(Detection examples)
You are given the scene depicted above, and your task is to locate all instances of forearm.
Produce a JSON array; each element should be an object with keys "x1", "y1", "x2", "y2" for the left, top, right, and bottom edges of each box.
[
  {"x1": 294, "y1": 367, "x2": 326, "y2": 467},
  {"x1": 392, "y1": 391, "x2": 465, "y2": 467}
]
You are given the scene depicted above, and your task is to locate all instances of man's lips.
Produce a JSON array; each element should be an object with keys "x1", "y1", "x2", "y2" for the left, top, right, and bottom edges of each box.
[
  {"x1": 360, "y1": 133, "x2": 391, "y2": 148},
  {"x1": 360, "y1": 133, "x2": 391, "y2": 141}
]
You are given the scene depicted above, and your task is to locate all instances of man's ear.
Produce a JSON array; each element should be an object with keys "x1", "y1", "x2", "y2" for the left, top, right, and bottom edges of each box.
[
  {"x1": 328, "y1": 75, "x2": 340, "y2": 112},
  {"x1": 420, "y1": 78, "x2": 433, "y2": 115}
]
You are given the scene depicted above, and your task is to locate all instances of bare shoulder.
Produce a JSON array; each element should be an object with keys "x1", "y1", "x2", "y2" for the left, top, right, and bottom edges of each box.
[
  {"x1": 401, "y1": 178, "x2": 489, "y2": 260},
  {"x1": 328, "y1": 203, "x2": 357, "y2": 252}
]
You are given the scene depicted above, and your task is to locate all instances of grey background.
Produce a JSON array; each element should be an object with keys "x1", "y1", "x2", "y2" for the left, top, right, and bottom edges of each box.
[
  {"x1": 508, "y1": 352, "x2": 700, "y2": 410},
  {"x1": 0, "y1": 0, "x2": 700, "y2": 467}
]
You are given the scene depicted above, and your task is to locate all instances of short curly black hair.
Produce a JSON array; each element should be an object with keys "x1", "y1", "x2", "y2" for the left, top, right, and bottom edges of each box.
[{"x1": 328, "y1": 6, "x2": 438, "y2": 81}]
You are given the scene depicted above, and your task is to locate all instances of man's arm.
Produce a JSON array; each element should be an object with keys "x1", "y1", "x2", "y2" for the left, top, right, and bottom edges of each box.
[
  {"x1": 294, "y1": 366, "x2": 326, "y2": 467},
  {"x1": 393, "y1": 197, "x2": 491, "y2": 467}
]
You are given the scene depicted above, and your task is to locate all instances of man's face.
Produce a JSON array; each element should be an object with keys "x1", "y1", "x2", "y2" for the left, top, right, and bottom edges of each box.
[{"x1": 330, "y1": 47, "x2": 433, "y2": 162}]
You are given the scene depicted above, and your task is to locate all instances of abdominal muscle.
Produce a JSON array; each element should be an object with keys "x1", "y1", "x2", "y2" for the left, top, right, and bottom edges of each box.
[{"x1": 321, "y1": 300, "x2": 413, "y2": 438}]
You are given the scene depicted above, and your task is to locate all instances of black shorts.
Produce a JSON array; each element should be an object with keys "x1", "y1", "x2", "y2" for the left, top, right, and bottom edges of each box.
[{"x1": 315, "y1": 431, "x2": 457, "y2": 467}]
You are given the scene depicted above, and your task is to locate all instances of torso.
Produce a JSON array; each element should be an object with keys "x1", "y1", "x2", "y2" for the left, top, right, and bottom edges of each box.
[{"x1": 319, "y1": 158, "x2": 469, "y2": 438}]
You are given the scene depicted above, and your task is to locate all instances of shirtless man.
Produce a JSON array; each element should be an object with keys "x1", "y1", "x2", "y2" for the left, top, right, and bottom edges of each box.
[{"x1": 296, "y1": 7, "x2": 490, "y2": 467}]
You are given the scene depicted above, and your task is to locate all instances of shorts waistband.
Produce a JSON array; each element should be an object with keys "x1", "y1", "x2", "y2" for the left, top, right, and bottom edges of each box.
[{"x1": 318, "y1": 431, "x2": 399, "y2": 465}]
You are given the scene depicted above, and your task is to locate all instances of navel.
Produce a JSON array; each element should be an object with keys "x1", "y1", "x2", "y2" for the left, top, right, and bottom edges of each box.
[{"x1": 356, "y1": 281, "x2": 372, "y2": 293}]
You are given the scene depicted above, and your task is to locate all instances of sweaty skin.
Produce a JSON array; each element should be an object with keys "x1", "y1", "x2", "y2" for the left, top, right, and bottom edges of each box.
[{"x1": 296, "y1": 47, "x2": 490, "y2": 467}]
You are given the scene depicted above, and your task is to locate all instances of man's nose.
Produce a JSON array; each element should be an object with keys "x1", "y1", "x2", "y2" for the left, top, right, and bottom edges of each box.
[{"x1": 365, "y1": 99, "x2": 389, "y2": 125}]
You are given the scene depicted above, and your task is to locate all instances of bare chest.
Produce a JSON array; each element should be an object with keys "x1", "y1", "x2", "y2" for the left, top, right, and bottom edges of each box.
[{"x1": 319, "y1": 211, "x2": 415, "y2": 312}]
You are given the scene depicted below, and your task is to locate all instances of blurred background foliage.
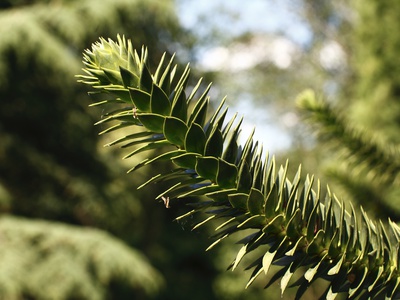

§ Stated problem: Find every line in the material above that contains the string "shorts", and copy each of those lines. Treat uppercase and lowercase as different.

§ Response to this task:
You are given the scene depicted above, and your task is to locate all instances of black shorts.
You are given the scene depicted above, and your task is to locate all instances of shorts waistband.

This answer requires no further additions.